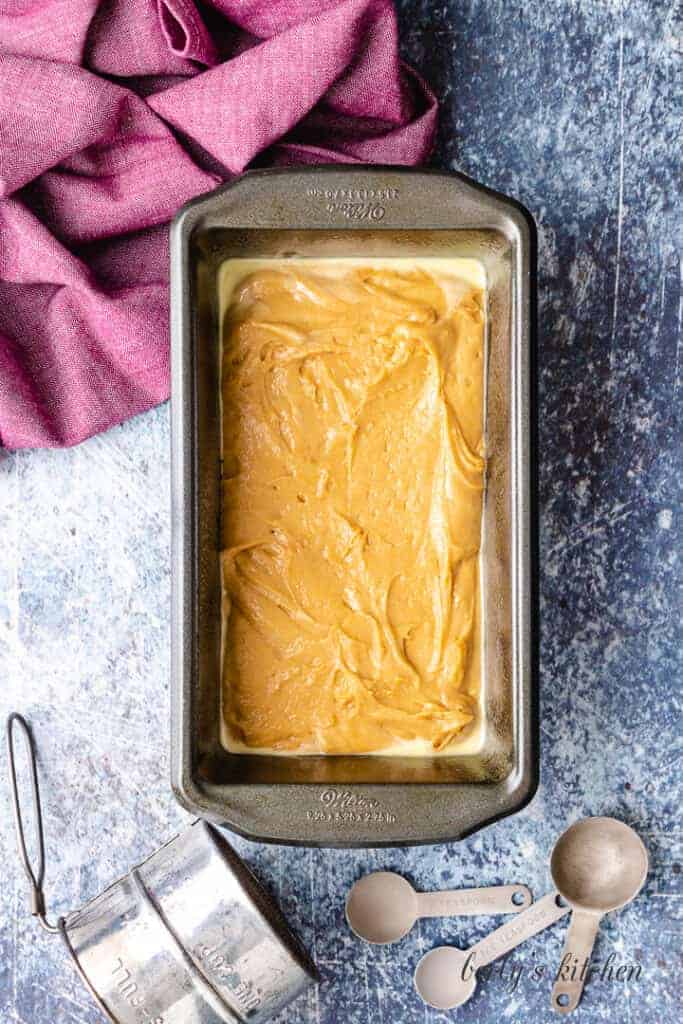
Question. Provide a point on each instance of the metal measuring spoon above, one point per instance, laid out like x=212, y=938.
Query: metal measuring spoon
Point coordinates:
x=445, y=977
x=598, y=865
x=383, y=906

————————

WORK TO COMPLETE
Lay out every line of the items above as a numbered list, omitting any blank lines and leaving the pictures out.

ANSWER TO THIS TASK
1. Question. Provide a point on each instance of the metal measuring spoon above, one point per instance, laid out like x=212, y=938.
2. Query: metal measuring spoon
3. Point coordinates:
4. x=445, y=977
5. x=598, y=865
6. x=383, y=906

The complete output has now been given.